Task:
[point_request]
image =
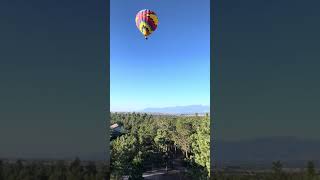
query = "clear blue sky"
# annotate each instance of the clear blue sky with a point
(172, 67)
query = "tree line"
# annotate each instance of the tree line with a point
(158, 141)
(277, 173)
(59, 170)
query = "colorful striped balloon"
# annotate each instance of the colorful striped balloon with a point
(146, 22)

---

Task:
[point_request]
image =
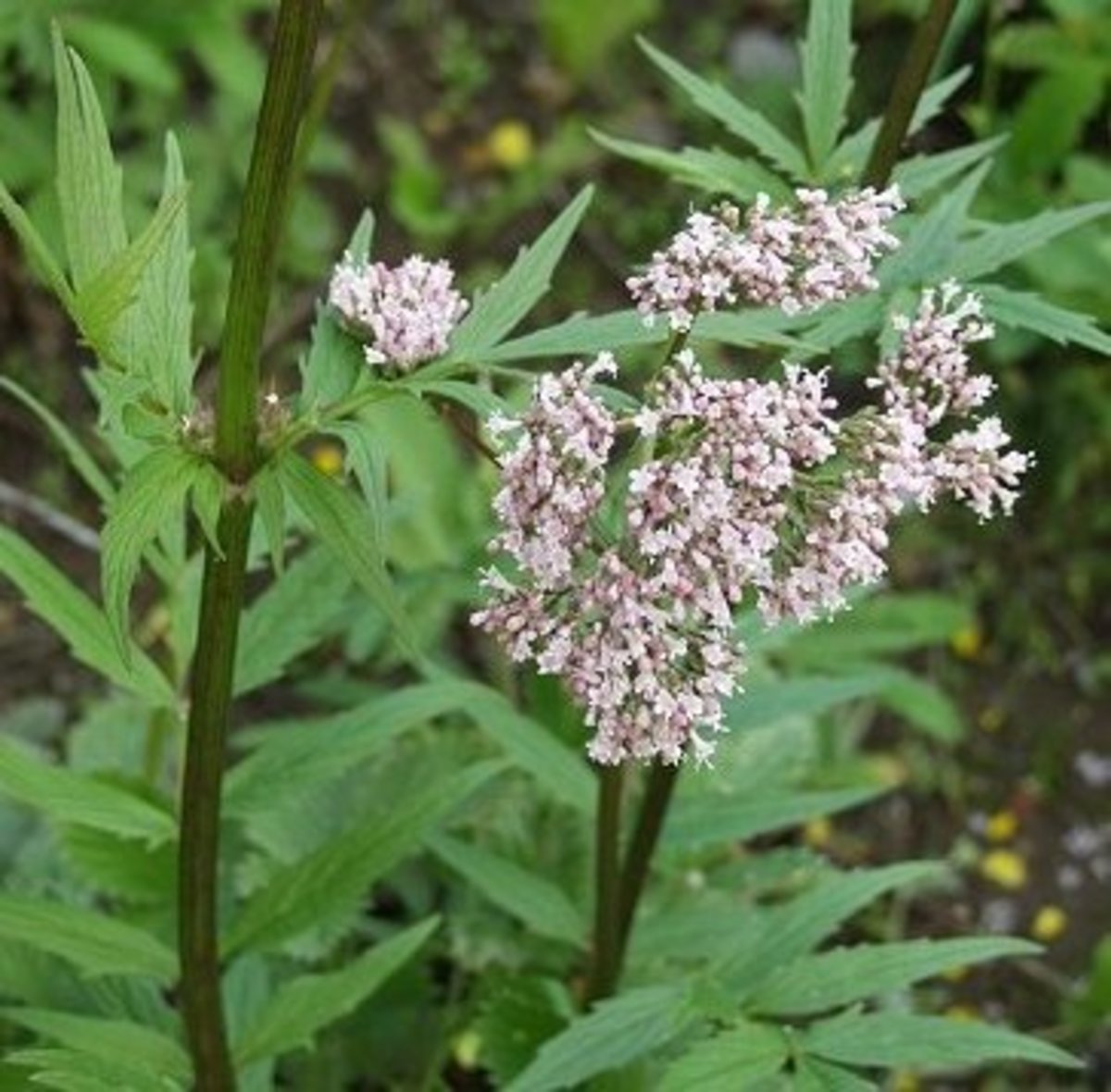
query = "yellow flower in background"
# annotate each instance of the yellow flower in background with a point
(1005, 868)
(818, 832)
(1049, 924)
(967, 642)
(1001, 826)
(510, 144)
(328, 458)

▶ [WHAT IS REQUIRED]
From the material above, pick out every line that contains the word "clear".

▶ [CORRECT ANSWER]
query = "clear blue sky"
# annotate each instance of the clear blue sky with a point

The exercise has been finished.